EXCERPT:
────────────────────────────────────────

Re: pg_rewind failure by file deletion in source server

From: Heikki Linnakangas <hlinnaka(at)iki(dot)fi>
To: Michael Paquier <michael(dot)paquier(at)gmail(dot)com>, Fujii Masao <masao(dot)fujii(at)gmail(dot)com>
Cc: Andres Freund <andres(at)anarazel(dot)de>, Robert Haas <robertmhaas(at)gmail(dot)com>, PostgreSQL-development <pgsql-hackers(at)postgresql(dot)org>
Subject: Re: pg_rewind failure by file deletion in source server
Date: 2015-08-01 19:01:28
Message-ID: 55BD1788.3090803@iki.fi
Views: Raw Message | Whole Thread | Download mbox | Resend email
Thread:
Lists: pgsql-hackers

On 07/17/2015 06:28 AM, Michael Paquier wrote:
> On Wed, Jul 1, 2015 at 9:31 PM, Fujii Masao <masao(dot)fujii(at)gmail(dot)com> wrote:
>> On Wed, Jul 1, 2015 at 2:21 AM, Heikki Linnakangas <hlinnaka(at)iki(dot)fi> wrote:
>>> On 06/29/2015 09:44 AM, Michael Paquier wrote:
>>>>
>>>> On Mon, Jun 29, 2015 at 4:55 AM, Heikki Linnakangas wrote:
>>>>>
>>>>> But we'll still need to handle the pg_xlog symlink case somehow. Perhaps
>>>>> it
>>>>> would be enough to special-case pg_xlog for now.

────────────────────────────────────────

DATASET RECORDS:
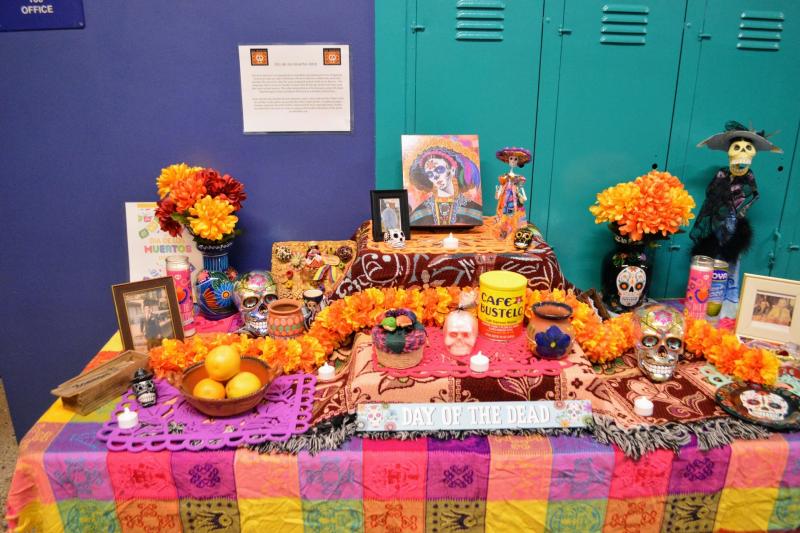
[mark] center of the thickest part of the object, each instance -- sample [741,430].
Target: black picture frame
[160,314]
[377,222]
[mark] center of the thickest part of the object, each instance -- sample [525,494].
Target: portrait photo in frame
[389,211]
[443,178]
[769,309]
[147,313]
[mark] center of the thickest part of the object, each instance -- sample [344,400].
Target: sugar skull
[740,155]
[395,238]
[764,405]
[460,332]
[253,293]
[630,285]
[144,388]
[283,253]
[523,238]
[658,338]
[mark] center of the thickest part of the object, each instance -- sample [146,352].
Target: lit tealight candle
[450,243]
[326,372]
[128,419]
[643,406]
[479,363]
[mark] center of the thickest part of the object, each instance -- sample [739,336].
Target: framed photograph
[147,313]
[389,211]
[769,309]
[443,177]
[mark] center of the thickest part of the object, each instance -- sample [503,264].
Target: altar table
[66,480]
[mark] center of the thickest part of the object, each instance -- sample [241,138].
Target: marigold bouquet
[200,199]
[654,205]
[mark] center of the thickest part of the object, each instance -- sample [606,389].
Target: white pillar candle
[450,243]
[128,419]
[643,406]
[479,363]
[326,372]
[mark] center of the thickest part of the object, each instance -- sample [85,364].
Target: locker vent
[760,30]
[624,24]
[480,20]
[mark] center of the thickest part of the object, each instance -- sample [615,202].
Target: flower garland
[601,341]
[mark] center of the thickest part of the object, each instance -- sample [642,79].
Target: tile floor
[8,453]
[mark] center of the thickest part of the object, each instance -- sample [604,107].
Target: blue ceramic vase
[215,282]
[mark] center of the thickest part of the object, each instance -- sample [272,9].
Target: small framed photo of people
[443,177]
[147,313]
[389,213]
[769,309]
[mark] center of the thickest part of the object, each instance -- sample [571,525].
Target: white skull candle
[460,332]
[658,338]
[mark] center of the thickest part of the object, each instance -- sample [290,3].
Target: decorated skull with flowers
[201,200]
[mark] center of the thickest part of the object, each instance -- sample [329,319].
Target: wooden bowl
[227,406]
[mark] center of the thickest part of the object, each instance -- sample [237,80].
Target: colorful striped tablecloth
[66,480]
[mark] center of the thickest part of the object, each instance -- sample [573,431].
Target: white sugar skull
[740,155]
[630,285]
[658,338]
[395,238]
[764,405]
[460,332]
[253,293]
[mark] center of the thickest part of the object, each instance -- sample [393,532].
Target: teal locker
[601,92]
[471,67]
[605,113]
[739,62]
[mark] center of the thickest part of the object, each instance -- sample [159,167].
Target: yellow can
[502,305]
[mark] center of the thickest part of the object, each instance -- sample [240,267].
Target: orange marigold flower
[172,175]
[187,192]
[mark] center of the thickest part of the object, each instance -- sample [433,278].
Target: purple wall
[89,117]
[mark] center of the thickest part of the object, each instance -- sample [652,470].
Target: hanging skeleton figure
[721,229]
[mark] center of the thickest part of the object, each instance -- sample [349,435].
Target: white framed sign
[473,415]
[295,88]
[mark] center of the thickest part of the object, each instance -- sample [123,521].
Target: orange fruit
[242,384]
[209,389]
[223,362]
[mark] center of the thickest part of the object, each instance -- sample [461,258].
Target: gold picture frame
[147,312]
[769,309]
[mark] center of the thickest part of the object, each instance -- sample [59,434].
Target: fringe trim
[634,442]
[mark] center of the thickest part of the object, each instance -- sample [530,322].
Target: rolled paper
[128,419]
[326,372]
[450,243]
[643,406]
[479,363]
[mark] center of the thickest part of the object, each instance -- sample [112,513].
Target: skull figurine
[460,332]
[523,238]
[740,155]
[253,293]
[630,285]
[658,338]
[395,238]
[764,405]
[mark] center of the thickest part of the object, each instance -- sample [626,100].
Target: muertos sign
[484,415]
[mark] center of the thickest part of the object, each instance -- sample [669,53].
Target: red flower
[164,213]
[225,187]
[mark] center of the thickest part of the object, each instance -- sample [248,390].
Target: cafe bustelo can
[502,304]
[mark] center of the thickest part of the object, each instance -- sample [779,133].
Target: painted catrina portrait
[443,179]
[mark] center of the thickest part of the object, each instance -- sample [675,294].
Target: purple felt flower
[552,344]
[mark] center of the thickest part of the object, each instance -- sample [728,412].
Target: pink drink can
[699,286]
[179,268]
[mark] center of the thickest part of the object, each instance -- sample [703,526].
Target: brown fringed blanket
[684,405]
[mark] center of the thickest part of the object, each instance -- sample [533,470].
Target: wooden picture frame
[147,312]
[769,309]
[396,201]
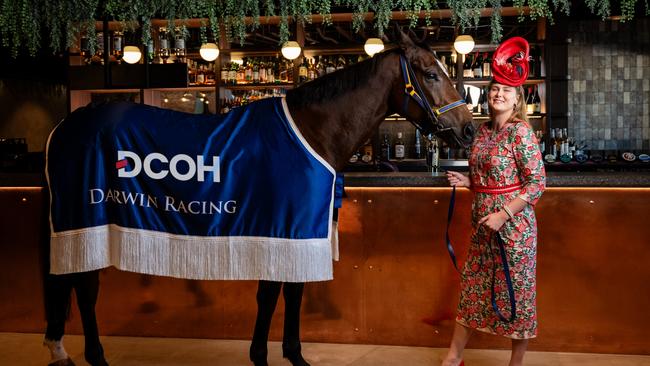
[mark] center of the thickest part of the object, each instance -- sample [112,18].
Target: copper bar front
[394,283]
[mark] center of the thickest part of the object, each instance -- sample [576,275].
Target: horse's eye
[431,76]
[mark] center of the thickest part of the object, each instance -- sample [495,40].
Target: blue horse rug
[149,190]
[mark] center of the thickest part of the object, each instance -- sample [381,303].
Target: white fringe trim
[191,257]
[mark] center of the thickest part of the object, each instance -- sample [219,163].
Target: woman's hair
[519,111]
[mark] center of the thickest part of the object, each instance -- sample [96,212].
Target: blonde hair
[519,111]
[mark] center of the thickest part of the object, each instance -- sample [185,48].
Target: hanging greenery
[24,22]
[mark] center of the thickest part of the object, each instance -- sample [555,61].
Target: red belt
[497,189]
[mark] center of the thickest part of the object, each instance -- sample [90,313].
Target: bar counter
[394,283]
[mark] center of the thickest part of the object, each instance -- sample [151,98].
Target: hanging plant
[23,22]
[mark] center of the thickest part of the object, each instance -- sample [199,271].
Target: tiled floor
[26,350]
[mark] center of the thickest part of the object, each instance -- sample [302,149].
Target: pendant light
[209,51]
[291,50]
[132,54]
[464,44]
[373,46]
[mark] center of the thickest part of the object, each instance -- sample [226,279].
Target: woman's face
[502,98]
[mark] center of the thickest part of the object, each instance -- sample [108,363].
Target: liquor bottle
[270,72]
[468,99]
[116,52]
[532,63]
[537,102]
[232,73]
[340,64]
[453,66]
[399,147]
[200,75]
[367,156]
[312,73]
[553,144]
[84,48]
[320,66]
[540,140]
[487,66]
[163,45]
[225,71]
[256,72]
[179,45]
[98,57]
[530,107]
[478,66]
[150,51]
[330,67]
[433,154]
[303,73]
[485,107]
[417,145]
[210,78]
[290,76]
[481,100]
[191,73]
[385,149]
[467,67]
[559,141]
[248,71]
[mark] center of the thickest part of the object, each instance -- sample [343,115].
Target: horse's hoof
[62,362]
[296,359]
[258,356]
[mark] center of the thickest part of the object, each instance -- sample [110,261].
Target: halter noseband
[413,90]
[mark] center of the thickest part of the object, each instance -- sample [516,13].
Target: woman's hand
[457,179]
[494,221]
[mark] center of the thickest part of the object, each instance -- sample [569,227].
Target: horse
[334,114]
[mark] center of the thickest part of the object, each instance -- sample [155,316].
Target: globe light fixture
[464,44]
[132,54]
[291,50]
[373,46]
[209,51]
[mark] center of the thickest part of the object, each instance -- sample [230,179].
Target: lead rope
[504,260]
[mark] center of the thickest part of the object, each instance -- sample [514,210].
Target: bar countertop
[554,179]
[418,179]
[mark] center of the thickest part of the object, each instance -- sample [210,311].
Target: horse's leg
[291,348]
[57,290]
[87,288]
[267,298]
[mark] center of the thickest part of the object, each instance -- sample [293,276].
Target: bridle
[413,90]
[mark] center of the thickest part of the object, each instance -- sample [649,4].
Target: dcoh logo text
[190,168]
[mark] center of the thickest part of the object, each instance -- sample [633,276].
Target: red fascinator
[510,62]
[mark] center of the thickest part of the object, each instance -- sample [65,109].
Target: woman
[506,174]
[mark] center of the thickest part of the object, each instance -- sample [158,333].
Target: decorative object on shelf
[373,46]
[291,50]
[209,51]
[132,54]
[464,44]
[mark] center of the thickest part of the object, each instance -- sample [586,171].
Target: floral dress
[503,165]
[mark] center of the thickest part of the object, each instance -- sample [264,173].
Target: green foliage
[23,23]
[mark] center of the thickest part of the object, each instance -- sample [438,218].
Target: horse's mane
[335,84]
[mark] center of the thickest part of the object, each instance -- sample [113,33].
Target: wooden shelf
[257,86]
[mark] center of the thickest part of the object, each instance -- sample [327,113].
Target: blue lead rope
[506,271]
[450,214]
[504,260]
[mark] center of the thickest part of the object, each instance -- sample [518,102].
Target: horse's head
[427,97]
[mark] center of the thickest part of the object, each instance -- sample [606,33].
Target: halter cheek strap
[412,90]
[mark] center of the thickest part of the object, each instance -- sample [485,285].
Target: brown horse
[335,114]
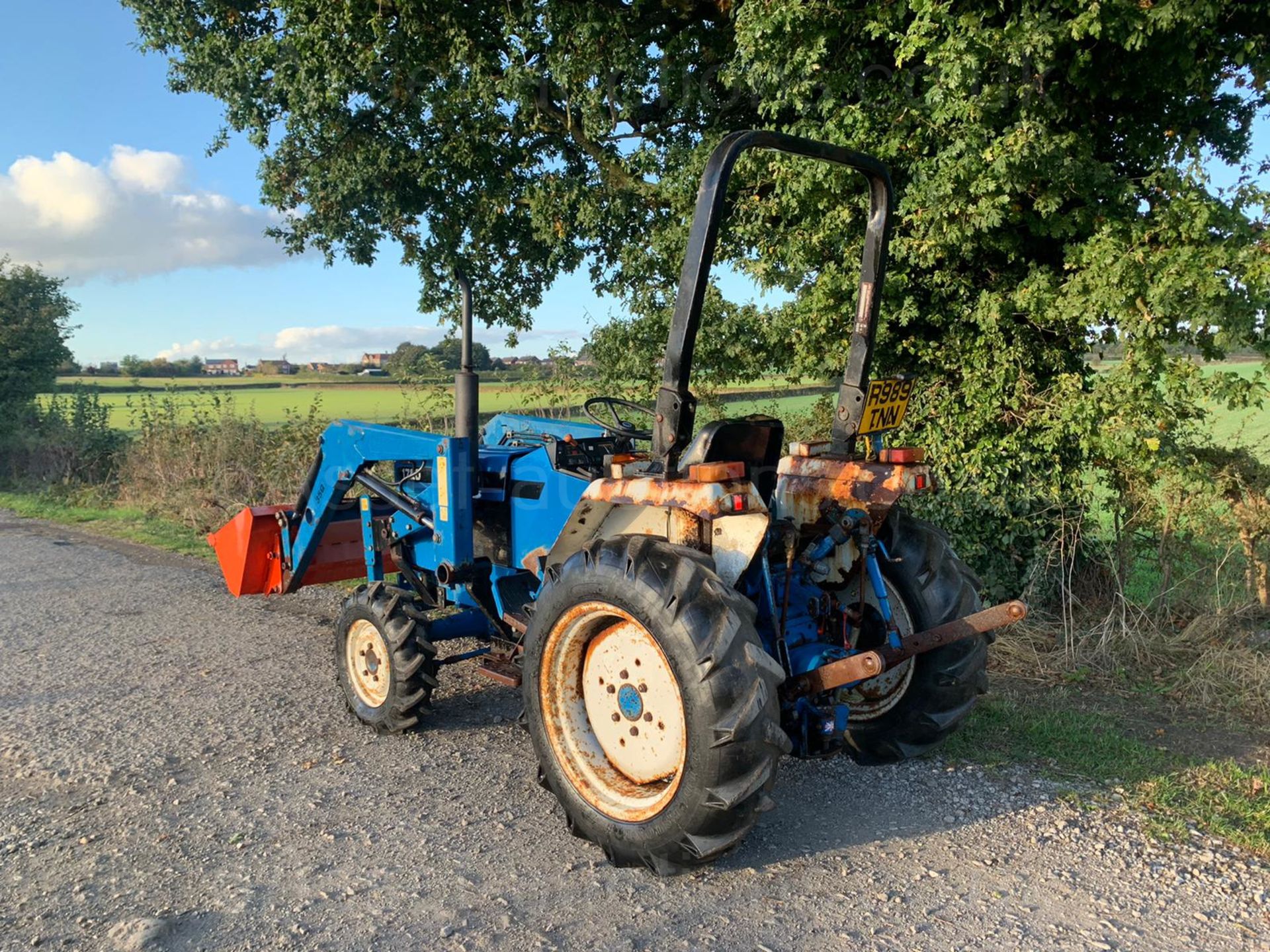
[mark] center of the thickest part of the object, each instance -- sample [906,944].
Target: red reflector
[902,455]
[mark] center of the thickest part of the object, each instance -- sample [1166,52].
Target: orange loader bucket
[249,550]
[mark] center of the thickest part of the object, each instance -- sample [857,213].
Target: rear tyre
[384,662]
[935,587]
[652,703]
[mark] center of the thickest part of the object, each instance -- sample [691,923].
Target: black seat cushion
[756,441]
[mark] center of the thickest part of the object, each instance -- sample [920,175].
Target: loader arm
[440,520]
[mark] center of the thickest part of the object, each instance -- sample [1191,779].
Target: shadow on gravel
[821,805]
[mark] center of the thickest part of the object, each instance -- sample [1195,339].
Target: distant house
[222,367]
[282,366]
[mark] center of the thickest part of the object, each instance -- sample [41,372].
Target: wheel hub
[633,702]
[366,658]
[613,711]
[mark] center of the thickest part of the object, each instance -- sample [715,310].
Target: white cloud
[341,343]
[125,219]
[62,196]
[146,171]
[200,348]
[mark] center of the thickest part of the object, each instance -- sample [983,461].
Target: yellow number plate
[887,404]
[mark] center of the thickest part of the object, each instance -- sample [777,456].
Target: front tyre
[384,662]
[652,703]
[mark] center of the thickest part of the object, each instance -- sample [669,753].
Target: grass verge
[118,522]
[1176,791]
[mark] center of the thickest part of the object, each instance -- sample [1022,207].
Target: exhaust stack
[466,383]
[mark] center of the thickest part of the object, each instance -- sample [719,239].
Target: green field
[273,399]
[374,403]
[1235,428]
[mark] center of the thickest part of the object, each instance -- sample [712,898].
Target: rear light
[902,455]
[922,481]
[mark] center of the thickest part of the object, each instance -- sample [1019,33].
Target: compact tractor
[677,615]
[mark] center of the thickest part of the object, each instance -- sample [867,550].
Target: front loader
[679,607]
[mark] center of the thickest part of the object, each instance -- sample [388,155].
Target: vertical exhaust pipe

────────────────────────────────────────

REQUIRED WORK: Write what comes next in the pg_rewind mailing-list post, starting right after the quoted line "would be enough to special-case pg_xlog for now."

WRITTEN REPLY:
>>>>
>>>>
>>>> Well, sure, pg_rewind does not copy the soft links either way. Now it
>>>> would be nice to have an option to be able to recreate the soft link
>>>> of at least pg_xlog even if it can be scripted as well after a run.
>>>
>>> Hmm. I'm starting to think that pg_rewind should ignore pg_xlog entirely. In
>>> any non-trivial scenarios, just copying all the files from pg_xlog isn't
>>> enough anyway, and you need to set up a recovery.conf after running
>>> pg_rewind that contains a restore_command or primary_conninfo, to fetch the
>>> WAL. So you can argue that by not copying pg_xlog automatically, we're
>>> actually doing a favour to the DBA, by forcing him to set up the
>>> recovery.conf file correctly. Because if you just test simple scenarios
>>> where not much time has passed between the failover and running pg_rewind,
>>> it might be enough to just copy all the WAL currently in pg_xlog, but it
>>> would not be enough if more time had passed and not all the required WAL is
>>> present in pg_xlog anymore. And by not copying the WAL, we can avoid some
>>> copying, as restore_command or streaming replication will only copy what's
>>> needed, while pg_rewind would copy all WAL it can find the target's data
>>> directory.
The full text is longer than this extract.